> _Directions_
Starting with the line that contains "of children and", write out each line through the end of the listing, unchanged. Output nothing else.
"""
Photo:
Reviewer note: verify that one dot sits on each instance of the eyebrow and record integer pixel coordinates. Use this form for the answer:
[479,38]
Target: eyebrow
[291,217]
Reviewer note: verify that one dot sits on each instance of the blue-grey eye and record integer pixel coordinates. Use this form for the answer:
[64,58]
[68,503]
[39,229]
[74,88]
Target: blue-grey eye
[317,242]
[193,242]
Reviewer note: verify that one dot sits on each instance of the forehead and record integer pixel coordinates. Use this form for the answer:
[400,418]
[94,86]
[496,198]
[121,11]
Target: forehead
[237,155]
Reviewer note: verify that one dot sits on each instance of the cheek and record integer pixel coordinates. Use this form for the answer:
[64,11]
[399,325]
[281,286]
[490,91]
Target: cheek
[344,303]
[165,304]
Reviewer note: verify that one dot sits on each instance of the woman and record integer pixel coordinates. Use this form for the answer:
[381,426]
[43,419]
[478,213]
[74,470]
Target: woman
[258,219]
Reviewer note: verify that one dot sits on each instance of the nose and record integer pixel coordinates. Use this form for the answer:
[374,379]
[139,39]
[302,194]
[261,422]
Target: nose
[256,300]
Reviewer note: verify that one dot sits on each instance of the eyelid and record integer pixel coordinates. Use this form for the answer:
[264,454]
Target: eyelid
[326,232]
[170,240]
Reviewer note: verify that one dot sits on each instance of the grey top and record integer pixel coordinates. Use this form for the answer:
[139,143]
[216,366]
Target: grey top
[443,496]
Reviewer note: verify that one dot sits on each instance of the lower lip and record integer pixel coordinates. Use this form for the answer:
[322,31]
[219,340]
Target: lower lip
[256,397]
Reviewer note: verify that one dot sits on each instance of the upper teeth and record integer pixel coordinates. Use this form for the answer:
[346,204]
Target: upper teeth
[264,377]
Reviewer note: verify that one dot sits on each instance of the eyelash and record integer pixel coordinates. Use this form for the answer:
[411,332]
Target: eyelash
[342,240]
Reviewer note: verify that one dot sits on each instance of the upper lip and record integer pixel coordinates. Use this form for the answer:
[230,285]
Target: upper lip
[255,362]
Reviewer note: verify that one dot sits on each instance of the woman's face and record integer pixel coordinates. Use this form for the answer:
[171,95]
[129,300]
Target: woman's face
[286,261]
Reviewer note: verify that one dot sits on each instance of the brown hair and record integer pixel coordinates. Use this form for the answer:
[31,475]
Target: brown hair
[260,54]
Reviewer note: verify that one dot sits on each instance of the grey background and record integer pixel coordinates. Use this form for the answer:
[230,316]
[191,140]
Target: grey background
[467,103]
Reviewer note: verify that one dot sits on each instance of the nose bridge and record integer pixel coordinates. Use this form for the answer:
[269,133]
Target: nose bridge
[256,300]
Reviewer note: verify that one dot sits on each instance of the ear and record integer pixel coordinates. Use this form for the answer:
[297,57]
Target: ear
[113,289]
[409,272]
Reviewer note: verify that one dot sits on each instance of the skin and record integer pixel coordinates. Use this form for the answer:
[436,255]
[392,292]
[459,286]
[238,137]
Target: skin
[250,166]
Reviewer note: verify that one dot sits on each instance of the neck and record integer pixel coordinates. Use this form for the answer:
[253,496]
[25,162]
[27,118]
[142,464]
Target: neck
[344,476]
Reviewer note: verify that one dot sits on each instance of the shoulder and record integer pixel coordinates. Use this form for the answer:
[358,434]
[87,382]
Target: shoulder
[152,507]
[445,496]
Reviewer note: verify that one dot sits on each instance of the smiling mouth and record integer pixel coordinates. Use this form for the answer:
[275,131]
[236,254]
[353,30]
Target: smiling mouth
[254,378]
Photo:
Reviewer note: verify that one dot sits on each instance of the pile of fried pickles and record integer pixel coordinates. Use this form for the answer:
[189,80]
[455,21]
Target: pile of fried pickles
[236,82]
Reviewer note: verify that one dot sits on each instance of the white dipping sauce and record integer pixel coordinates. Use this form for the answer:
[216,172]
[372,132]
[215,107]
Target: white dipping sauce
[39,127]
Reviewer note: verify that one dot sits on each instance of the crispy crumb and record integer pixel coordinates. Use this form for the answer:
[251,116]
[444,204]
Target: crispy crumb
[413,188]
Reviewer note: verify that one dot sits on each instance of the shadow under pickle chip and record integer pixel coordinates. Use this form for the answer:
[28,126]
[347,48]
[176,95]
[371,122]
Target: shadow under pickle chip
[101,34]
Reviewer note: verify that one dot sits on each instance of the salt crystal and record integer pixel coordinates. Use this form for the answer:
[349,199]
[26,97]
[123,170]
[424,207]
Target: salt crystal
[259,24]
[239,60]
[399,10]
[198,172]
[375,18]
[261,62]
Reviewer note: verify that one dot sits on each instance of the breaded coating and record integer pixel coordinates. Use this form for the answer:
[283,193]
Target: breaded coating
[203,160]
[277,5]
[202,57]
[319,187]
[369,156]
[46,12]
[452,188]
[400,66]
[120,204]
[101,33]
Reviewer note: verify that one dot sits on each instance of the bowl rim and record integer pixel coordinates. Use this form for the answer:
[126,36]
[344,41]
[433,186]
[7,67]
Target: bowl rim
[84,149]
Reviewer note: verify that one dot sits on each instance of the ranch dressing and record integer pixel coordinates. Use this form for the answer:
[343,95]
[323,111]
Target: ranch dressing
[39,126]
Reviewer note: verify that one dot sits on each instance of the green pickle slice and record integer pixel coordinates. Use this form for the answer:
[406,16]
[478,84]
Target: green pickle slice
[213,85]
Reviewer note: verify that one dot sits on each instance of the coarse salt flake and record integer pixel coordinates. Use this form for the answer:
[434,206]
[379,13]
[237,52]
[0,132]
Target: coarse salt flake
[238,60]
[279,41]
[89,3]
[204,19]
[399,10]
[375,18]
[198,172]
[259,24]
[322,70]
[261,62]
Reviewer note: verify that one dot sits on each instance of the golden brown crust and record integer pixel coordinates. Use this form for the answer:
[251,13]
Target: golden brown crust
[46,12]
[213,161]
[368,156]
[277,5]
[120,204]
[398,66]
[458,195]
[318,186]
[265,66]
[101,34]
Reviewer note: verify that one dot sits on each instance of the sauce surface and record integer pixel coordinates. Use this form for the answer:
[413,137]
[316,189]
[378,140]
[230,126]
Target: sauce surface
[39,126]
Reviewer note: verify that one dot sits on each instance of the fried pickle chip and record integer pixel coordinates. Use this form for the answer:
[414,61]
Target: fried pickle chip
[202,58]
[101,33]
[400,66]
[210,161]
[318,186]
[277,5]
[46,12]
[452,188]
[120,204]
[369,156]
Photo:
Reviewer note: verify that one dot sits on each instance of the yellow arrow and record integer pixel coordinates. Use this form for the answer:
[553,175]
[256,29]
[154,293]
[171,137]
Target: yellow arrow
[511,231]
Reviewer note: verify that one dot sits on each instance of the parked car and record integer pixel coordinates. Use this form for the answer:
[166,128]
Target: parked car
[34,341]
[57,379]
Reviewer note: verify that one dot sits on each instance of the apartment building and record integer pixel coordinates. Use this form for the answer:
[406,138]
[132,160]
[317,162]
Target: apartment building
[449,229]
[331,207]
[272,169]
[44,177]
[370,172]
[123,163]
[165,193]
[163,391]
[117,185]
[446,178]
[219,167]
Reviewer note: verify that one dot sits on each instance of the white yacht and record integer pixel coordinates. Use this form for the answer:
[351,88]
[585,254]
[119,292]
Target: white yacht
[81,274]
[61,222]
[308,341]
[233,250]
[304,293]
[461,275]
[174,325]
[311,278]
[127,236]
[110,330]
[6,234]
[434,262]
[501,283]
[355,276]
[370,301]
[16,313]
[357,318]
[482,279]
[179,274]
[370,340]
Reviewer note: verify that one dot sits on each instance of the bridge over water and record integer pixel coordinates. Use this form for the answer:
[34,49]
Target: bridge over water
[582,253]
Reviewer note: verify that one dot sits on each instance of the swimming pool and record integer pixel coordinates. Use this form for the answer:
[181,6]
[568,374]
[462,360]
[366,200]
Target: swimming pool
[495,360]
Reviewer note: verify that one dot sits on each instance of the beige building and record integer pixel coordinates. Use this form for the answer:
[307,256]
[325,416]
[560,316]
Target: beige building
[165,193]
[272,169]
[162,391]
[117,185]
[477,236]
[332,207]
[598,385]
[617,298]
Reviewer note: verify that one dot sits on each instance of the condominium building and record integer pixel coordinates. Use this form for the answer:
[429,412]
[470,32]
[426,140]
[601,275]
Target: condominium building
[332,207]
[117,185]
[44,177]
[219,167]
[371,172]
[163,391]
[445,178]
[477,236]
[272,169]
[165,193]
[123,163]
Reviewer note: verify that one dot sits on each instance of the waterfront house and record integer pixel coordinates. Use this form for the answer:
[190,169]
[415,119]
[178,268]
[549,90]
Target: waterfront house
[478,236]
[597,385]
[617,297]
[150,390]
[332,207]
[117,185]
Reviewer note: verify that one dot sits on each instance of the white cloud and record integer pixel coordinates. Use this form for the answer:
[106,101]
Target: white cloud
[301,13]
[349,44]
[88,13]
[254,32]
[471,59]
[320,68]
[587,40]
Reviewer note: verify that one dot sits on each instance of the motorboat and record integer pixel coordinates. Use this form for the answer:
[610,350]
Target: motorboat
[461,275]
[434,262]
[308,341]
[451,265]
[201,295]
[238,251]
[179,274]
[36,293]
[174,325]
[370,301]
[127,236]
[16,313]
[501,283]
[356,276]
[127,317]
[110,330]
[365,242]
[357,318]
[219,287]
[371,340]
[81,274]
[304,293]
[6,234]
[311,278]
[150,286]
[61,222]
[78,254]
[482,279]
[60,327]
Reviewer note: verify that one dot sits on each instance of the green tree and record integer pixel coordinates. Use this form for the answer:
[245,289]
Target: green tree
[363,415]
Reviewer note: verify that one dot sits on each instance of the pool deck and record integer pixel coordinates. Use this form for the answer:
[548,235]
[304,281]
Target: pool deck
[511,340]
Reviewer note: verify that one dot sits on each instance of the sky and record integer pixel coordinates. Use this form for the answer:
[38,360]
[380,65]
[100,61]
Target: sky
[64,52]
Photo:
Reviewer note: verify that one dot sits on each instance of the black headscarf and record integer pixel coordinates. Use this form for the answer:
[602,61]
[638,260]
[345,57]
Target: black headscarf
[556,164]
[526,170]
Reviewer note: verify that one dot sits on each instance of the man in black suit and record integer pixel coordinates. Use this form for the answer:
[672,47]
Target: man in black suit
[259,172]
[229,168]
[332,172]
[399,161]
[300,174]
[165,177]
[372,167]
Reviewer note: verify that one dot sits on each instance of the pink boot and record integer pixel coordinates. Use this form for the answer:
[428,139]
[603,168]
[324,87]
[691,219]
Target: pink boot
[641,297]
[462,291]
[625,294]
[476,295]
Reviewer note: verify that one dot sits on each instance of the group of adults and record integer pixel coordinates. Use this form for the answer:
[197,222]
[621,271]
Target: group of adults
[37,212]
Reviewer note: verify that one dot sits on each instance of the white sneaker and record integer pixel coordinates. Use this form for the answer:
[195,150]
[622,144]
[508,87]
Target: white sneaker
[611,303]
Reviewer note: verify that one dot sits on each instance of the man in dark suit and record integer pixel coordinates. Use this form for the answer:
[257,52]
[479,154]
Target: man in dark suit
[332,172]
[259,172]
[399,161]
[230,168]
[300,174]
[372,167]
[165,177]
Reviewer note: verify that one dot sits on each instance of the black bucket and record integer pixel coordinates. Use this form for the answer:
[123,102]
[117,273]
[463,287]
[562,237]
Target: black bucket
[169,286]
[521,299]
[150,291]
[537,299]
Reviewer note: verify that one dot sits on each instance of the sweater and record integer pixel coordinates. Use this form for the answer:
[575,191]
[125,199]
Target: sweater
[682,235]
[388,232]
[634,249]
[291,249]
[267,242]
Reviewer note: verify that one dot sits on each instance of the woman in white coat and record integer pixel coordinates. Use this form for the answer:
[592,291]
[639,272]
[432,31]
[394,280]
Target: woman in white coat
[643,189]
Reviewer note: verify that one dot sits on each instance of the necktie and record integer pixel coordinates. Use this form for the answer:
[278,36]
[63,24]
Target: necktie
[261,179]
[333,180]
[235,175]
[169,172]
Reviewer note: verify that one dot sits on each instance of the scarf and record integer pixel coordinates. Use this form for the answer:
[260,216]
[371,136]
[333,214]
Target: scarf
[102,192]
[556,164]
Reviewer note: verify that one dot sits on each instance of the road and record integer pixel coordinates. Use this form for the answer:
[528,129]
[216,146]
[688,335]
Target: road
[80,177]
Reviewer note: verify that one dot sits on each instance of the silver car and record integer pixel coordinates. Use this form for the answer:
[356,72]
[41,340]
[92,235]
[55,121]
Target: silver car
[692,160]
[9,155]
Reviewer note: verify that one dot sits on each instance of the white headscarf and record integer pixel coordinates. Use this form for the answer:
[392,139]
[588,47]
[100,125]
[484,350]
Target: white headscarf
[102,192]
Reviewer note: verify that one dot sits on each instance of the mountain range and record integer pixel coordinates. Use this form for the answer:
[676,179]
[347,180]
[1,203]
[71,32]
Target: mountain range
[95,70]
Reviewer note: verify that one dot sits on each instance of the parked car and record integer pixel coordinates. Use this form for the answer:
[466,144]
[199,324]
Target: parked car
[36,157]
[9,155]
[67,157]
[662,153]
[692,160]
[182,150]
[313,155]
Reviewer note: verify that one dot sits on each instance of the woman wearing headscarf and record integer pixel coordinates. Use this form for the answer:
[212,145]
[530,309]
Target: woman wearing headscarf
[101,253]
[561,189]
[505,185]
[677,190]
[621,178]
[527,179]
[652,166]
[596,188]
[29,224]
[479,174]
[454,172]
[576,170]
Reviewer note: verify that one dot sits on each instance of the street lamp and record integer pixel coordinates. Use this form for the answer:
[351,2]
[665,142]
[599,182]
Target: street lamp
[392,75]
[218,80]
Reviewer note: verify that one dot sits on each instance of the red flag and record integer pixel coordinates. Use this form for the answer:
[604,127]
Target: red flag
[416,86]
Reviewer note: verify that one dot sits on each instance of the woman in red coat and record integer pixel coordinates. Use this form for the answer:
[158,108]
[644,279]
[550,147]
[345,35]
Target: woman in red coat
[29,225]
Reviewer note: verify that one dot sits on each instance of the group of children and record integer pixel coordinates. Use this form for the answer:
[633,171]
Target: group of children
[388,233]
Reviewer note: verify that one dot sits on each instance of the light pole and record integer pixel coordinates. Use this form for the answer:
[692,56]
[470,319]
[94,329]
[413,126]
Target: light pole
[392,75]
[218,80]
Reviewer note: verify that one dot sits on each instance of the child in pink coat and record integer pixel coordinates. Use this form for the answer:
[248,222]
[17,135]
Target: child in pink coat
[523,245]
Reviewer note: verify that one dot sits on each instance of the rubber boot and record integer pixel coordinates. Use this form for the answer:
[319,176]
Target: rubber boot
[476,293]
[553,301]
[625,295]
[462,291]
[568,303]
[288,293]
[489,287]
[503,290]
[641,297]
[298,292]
"""
> _The output_
Reviewer note: verify that one dot sits on each instance of the group of children and record integer pixel coordinates. Use this form for the answer:
[633,171]
Target: group of children
[388,233]
Reviewer note: verify that one dot sits on each instance of the light pole and record integer pixel coordinates. Use this form for the answer:
[692,56]
[470,319]
[94,329]
[413,126]
Target: light pole
[392,75]
[218,80]
Reviewer note: verify that one dot sits on each instance of the child in pink coat and record integer pixel coordinates. Use this form for the answer:
[248,222]
[17,135]
Target: child in pink coat
[523,245]
Reviewer note: verify that one dot sits on each instance of the rubber boot and record integer pixel coordinates. Use this form for the answer:
[319,176]
Target: rubber boot
[476,293]
[553,301]
[625,295]
[462,291]
[568,303]
[288,293]
[489,287]
[503,290]
[641,297]
[298,292]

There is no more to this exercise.